Faut-il oublier le passé pour se donner un avenir ?
Extrait du document
«
Introduction :
Entre le passé et l'avenir se situe la modalité du présent qui se comprend à la jonction de ces deux
temporalités.
Or le paradoxe du temps dans son explication est justement qu'il se définit ici justement comme une
antinomie de la raison pure.
En effet l'identité d'une personne donc son présent se saisit à l'aune de son histoire et
de son parcours.
Dans ce cas, on pourrait suivant un déterminisme bien compris que le présent de l'individu se lie
dans son passé, et pourrait nous conduire à comprendre immédiatement son futur à l'aune de ses actions et de son
caractère.
Dès lors, on pourrait que l'individu est gros de passé et qu'il ne peut s'en défaire.
Le problème serait alors
de nier tout pouvoir de changement de l'individu ou plus exactement de lui enlever sa capacité à se réformer donc
lui enlever sa capacité de se déterminer librement.
En somme c'est la liberté de l'individu qui est remise en cause.
Or
le passé d'un individu lui sert à se définir et à se construire.
Le problème serait alors de saisir si ce passé est tel le
destin nécessaire et immuable ou si l'on peut se construire malgré son passé.
C'est à l'aune de cette réflexion que la
notion d'oubli prend tout son sens dans la mesure où elle permet de sélectionner ce qui m'intéresse dans mon passé
afin de me reconstruire.
Mais n'est-ce pas falsifier son passé, ne pas l'assumer et faire preuve de mauvaise foi ?
Si le passé est structurant (1 ère partie), l'oubli demeure une fonction essentielle du psychisme humain
(2ème partie) qui ne doit pas occulter la liberté que constitue pour l'individu la détermination de son avenir (3 ème
ordre).
I – La détermination du passé
a) Comme le dit Gusdorf dans Mémoire et personne : « Le propre de la mémoire est d'apporter dans notre
expérience le sens du passé.
La notion de décalage temporel paraît ici essentielle.
L'actualité de notre expérience
temporelle se situe dans le présent.

* **Données fournies**
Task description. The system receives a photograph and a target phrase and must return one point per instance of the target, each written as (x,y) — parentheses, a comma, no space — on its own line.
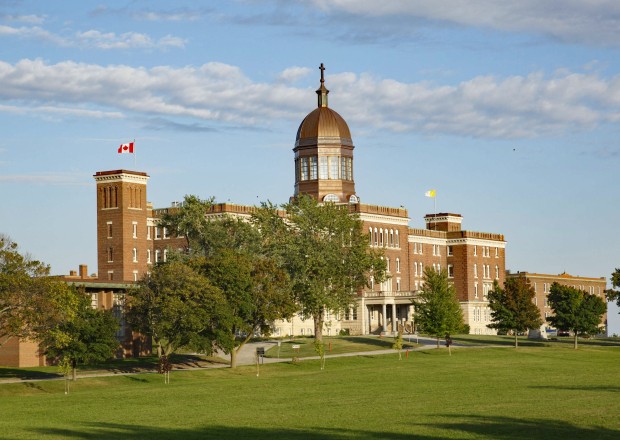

* **Votre tâche**
Pouvez-vous poursuivre le texte sur l'oubli du passé à la suite de sa dernière phrase ? Les données n'ont aucun rapport avec le texte sur l'oubli du passé.

* **Réponse**
Mais dès que s'est amorti ce caractère d'actualité, le présent devient un passé
[…] ce qui était notre perception […] se transforme, par le fait d'une sorte de déchéance, en un souvenir détaché
de nous.
» Ainsi, à tout moment de mon existence, le présent perd son caractère d'actualité et s'évanouit.
La
mémoire porte le sens du passé : elle est fonction du passé.
C'est pourquoi la question de la fidélité de la mémoire
nous importe.
Elle nous importe parce qu'elle donne sens au présent, mais aussi plus trivialement, nous utilisons
notre mémoire dans un ensemble d'opération qui nous sont utiles : en histoire ou en justice avec le témoignage etc.
L'enjeu est donc le plus souvent de savoir si nous pouvons avoir confiance en notre mémoire.
On la définit souvent
comme reproductrice d'un fait passé : une quasi copie.
b) C'est là toute la question de cet enseignement ou apprentissage de l'histoire.
L'histoire en tant qu'éducation se
transmet à travers l'expérience et force est de constater que plus nous avançons en âge et plus il semble que nous
analysions les situations relativement à nos expériences donc à notre histoire.
Nous en tirons des leçons et c'est
tout ce qui fait l'intérêt de ces hommes d'expériences, ayant développé une sagesse pratique, comme on peut le
voir avec Hume dans ses Premiers principes des gouvernements.
Et c'est en ce sens qu'il est nécessaire que dans
l'éducation de la cité les anciens servent de guident pour les plus jeunes afin qu'ils bénéficient de leurs expériences.
Dans ce cas, c'est dire que l'histoire peut fournir aux nouvelles générations la matière d'une expérience sans qu'il
soit nécessaire de le faire.
Mais présente aussi pour l'individu la possibilité de se construire quel que soit son passé.
L'avenir se lie en partie dans le passé comme le chemin tracé.
Il explique et rend nécessaire ce mouvement.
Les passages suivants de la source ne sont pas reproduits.